What to work on:
Copy every entry below word for word, and leave the pictures out of your copy.

[Dataset items]
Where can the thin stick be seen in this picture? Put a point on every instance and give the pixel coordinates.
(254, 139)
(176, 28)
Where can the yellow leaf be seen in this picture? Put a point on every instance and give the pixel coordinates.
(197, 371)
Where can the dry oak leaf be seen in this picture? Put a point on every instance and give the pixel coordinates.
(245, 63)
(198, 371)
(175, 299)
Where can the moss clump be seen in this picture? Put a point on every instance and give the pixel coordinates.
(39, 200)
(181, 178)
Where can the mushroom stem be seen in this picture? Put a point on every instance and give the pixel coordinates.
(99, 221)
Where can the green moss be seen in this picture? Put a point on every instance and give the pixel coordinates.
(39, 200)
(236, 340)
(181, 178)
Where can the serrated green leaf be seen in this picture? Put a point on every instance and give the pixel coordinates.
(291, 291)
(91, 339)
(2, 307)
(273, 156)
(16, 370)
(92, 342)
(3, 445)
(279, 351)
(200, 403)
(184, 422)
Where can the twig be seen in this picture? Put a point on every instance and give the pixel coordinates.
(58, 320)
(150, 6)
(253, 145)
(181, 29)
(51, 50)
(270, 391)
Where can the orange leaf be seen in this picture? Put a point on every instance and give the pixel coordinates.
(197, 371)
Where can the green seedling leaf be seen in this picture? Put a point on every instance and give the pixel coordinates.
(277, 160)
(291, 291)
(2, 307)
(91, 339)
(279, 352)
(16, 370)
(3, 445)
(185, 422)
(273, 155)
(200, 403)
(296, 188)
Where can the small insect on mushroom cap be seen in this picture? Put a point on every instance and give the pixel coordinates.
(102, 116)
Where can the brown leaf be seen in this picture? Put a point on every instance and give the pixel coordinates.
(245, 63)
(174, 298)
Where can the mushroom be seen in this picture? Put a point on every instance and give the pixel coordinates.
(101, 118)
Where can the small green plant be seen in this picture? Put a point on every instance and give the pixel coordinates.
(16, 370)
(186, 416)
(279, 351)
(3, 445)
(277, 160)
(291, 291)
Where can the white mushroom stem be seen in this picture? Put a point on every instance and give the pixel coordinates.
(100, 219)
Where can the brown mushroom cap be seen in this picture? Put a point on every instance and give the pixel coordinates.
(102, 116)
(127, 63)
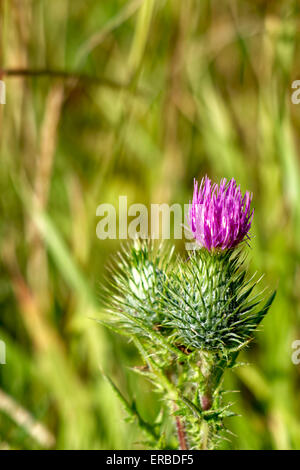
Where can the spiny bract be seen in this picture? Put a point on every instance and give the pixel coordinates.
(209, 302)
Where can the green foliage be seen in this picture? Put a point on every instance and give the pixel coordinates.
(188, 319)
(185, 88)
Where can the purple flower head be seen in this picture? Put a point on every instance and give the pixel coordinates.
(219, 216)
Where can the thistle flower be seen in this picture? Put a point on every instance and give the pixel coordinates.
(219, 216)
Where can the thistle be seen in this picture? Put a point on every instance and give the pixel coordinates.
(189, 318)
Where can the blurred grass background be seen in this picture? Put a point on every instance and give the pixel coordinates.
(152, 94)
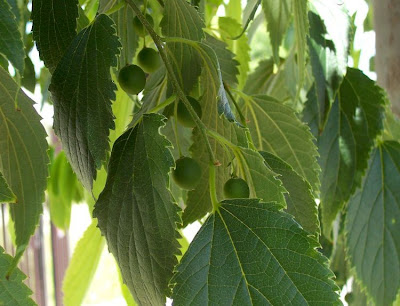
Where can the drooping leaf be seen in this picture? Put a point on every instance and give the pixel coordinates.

Result:
Where can the thin stick be seen in this picture? Put a point on every instance and give the pixel coordinates.
(254, 139)
(176, 28)
Where can the yellow leaf be seen in this picture? Put a point on every instance and give the pixel coordinates.
(197, 371)
Where can the dry oak leaf be seen in this picture? Put a point on every instance and give the pixel coordinates.
(245, 63)
(198, 371)
(175, 299)
Where can the moss clump be seen in this picture? Put a point on every instance and give the pixel coordinates.
(39, 200)
(181, 178)
Where can the mushroom stem be seen in this picture? Put a point on every instance and give the pixel coordinates.
(99, 221)
Where can the green moss be seen in this picture? Put a point on every instance and give the pixel coordinates.
(39, 200)
(236, 340)
(181, 178)
Where can the serrated green leaf be seen in this picture? Put a point on every instance and give the pixel coordinates.
(291, 291)
(91, 339)
(2, 307)
(273, 156)
(16, 370)
(92, 342)
(3, 445)
(279, 351)
(200, 403)
(184, 422)
Where can the twig be seen in this picture? Put a point on every instance and give the pixel coordinates.
(58, 320)
(150, 6)
(253, 145)
(181, 29)
(51, 50)
(270, 391)
Where can the orange leaf be seen in this picture? Put a point on every instance and give the pixel coordinates.
(197, 371)
Where can the green seedling leaf be seen in this picture? Put a point on every instance and give the pixel coordinates.
(277, 160)
(291, 291)
(2, 307)
(91, 339)
(279, 352)
(16, 370)
(3, 445)
(185, 422)
(273, 155)
(200, 403)
(296, 188)
Where can the small insect on mushroom cap be seen in this picture? Put a point on every instance and give the pixel coordinates.
(102, 116)
Where can the brown leaf be seen in this picture? Put a point on every instance and give the pixel coordinates.
(245, 63)
(174, 298)
Where can the mushroom be seen in this picture? Put a point on every instance and give the pixel coordinates.
(101, 118)
Where can the small green plant be seen in this picture? Put a point on every instance and give the pixel coordinates.
(16, 370)
(186, 416)
(279, 351)
(3, 445)
(277, 160)
(291, 291)
Where can the white mushroom stem be seen in this picture? Put a point on every instance and give the pixel coordinates.
(100, 219)
Where can the brown mushroom cap be seen in this picture? Put a point on every instance and give the pixel coordinates.
(102, 116)
(127, 63)
Where can the spiny bract be seen in this picture? Put a point on every instance and give the pixel coordinates.
(209, 302)
Where can the green foliage be seen in this picture? Put a point on every instance and give the pixel coordinates.
(188, 319)
(185, 88)
Where can the purple flower head be seen in this picture? Put a point on every instance and give the pixel coordinates.
(219, 216)
Where can the thistle flower be seen in this picture? Put a point on every instance and give the pixel coordinates.
(219, 216)
Where can the thistle be seen in this picture? Put a point on every instance and give the pixel coordinates.
(189, 318)
Where can the blurred grass background be seen in this picture? Put a point on every instance and give the pixel coordinates.
(152, 94)
Where can the drooping leaf be seen in this picture? Put a point on every instance and give the pixel coordinates.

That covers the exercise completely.